Aunque parecería que en términos generales el empresariado local comparte el optimismo a largo plazo del oficialismo y confía en que de un modo u otro sea posible escabullirse de la maraña de obstáculos que ha dejado el kirchnerismo, muchos están preocupados por lo que podría suceder antes de que la fuerte recuperación vaticinada pueda ser una realidad. Algunos, comenzando con los siempre muy influyentes farmacéuticos, temen ser incapaces de competir si pierden los privilegios a los que se han acostumbrado merced a su relación con funcionarios del gobierno de turno, otros prevén que el malestar social ocasionado por el ajuste que está en marcha sea tan intenso que ponga un fin prematuro a la gestión de Milei.

○ ○ ○ ○ ○ ○ ○

## Tareas a realizar
a) Cita literalmente la parte del fragmento sobre el empresariado local que se abre con las palabras que contienen "Aunque parecería que" y se cierra con "gestión de Milei.".
b) Prosigue el texto sobre el empresariado local y la gestión de Milei a partir de su última oración.

## Listado de datos
○ ○ ○ ○ ○ ○ ○

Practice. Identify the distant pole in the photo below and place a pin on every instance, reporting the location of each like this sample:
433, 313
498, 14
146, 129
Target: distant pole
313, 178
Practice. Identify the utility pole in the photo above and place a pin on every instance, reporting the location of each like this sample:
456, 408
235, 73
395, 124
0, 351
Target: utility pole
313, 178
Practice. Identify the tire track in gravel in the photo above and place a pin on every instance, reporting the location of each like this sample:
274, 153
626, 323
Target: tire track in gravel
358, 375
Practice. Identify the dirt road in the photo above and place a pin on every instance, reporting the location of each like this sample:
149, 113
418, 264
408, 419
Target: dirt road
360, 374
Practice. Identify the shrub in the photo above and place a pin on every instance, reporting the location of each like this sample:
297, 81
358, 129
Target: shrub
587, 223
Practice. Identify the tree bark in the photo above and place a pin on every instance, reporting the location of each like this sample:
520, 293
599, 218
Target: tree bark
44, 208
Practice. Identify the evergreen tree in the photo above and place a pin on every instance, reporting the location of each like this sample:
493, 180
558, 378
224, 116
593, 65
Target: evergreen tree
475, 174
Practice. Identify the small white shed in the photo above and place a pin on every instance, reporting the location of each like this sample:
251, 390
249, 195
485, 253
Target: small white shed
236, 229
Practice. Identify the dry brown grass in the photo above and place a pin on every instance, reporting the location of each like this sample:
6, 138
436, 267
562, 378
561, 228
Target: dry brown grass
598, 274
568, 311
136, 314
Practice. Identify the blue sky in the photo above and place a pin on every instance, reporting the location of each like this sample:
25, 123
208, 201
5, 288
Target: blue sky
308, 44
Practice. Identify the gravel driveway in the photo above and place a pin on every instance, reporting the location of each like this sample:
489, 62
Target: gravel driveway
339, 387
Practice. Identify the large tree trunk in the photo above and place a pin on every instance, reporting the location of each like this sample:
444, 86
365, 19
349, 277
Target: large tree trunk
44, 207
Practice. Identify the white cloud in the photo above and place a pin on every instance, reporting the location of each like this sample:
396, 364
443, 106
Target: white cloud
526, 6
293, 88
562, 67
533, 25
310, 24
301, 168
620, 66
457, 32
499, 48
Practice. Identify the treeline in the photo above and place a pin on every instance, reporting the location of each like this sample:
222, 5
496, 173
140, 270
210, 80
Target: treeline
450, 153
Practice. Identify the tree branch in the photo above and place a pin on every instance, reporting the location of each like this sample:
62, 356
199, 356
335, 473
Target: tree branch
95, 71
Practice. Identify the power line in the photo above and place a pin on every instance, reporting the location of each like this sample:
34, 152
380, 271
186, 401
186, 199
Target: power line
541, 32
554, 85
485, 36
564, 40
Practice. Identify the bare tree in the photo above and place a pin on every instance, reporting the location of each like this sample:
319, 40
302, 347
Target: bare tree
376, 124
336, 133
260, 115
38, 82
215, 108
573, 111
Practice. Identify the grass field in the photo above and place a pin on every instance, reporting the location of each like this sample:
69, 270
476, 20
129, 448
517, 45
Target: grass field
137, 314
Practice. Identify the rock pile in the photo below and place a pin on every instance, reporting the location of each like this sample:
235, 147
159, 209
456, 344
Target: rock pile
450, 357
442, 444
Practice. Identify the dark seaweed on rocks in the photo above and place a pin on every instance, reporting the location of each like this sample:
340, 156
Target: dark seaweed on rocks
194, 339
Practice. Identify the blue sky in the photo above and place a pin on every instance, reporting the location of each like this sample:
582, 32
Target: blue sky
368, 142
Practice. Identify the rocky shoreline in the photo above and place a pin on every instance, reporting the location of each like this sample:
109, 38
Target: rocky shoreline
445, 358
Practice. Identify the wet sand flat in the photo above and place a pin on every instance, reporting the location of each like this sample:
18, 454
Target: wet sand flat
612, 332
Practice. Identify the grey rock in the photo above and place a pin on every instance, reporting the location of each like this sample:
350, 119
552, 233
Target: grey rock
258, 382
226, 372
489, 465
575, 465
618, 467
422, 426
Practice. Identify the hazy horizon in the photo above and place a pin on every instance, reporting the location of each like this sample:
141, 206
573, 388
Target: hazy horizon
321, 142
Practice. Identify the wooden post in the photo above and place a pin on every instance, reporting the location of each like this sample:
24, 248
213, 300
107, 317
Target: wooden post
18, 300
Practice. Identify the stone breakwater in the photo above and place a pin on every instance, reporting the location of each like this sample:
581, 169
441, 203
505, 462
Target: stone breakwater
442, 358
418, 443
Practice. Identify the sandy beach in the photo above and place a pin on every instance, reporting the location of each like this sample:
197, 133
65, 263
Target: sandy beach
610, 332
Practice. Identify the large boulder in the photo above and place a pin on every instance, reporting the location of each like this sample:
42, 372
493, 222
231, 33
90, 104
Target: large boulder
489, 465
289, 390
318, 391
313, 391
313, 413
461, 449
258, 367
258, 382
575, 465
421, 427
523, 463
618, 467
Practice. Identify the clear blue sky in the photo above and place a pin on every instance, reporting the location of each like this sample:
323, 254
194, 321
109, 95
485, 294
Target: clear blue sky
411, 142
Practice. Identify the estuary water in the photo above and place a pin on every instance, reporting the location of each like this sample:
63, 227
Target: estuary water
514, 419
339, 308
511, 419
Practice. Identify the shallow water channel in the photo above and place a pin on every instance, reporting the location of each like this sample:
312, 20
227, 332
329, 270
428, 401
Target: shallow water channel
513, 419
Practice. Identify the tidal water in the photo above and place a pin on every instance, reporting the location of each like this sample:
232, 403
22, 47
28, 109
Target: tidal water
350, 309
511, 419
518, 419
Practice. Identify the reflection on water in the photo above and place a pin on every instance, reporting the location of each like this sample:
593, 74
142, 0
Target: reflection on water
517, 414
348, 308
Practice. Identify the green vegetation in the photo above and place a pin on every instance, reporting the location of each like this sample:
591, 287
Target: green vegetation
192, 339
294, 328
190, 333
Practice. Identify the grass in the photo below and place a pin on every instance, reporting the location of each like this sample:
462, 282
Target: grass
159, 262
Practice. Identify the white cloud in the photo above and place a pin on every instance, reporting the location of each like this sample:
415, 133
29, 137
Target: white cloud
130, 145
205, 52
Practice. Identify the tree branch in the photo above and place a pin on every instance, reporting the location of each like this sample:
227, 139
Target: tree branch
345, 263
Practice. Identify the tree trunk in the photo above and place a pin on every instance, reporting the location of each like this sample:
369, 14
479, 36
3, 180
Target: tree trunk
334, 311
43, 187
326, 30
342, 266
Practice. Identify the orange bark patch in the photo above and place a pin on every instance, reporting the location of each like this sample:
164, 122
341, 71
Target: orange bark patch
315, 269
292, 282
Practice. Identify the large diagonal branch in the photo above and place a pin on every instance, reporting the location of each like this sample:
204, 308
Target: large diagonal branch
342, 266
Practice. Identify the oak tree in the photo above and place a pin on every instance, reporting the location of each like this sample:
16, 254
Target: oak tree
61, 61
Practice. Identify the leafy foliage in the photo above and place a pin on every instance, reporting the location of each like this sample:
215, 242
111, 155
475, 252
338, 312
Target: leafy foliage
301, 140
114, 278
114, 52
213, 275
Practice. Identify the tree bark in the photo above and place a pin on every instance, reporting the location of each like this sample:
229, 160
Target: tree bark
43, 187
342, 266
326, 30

○ ○ ○ ○ ○ ○ ○

## Respuestas escritas
a)
Aunque parecería que en términos generales el empresariado local comparte el optimismo a largo plazo del oficialismo y confía en que de un modo u otro sea posible escabullirse de la maraña de obstáculos que ha dejado el kirchnerismo, muchos están preocupados por lo que podría suceder antes de que la fuerte recuperación vaticinada pueda ser una realidad. Algunos, comenzando con los siempre muy influyentes farmacéuticos, temen ser incapaces de competir si pierden los privilegios a los que se han acostumbrado merced a su relación con funcionarios del gobierno de turno, otros prevén que el malestar social ocasionado por el ajuste que está en marcha sea tan intenso que ponga un fin prematuro a la gestión de Milei.

b)
El escepticismo que sienten tales personajes, además de los “lobos de Wall Street”, puede comprenderse. La Argentina tiene una larga historia de esfuerzos liberalizadores que, después de algunos éxitos iniciales, chocaron contra la realidad social y la resistencia de poderosos lobbies empresariales, de suerte que terminaron fortaleciendo a los partidarios ultraconservadores del corporativismo estatista, como en efecto ocurrió con el interregno macrista. Si bien en la actualidad la situación es distinta, ya que es dolorosamente evidente que el esquema populista mantenido por el peronismo kirchnerista se ha agotado por completo y que a sus defensores sólo les queda fantasear con las ventajas políticas que les supondría llevarlo a su fase superior chavista, ello no quiere decir que sea inconcebible que lo peor de “la casta” logre reimponerse. En este mundo turbulento, nada está escrito.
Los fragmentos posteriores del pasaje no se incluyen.